The undertaking was one few others pursued.
Of the 27 new clinics that have opened in the past year in states with permissive abortion laws, six are operated by providers who moved from states that now ban abortion, according to data collected by Middlebury College economics professor Caitlin Myers. Two of those are Braid's.
"I don’t think I ever really thought about quitting," said Braid, who made national headlines when he defied Texas law in September 2021 by performing an abortion on a patient who was past six weeks pregnant.
"My motivation," he said, "is to provide a safe place for women to come who have made the decision to terminate their pregnancy."
DAUGHTER MOVING TO ILLINOIS
Gallegos was in high school when she stumbled upon an anti-abortion website that called her dad a murderer and listed his work address.
She had grown up in awe of her father's obstetrics-gynecology work. Becoming aware of the risk he faced in choosing to provide abortions suddenly made that work seem even more important.

● **Given data**
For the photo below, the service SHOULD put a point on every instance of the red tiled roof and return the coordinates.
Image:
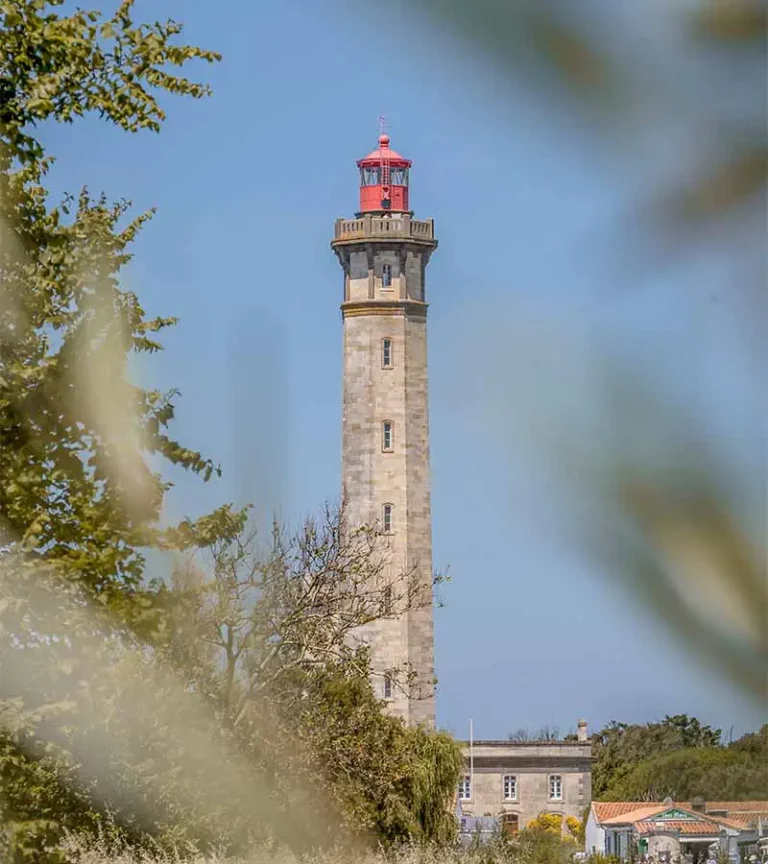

● **Problem to solve**
Continue the text about Braid and his abortion clinics, starting right after its last sentence.

● **Exercise output**
In 2020, she became executive administrator of Braid's abortion clinics in San Antonio and Tulsa. She didn't want the staff to know she was his daughter, but Braid could not wait to tell everyone.
"It was great having her aboard," Braid said. "She’s very passionate."
The last year has put Gallegos' passion to the test.
In November, she launched the abortion clinic in Illinois, one of the states that has become a destination for people seeking to end pregnancies because of its protective laws and central location.
In Illinois, abortion is legal until a fetus can survive outside the womb, usually around 24 weeks of pregnancy, and later if the patient's health is endangered.
The one-story building with a blue roof in Carbondale has drawn patients from Missouri to Florida, Gallegos said. Braid, her father, is one of the doctors who work there.
She flies almost weekly to the new location, relying on video calls to see her husband and children, ages 4, 6 and 18, back in San Antonio.
On one trip Reuters joined, she sat for hours on a grounded plane in Oklahoma City as a tornado and hailstorm raged outside. The flight made it to St. Louis in the middle of the night, where she grabbed ramen from the hotel lobby and slept a few hours before driving to work in Carbondale the next morning.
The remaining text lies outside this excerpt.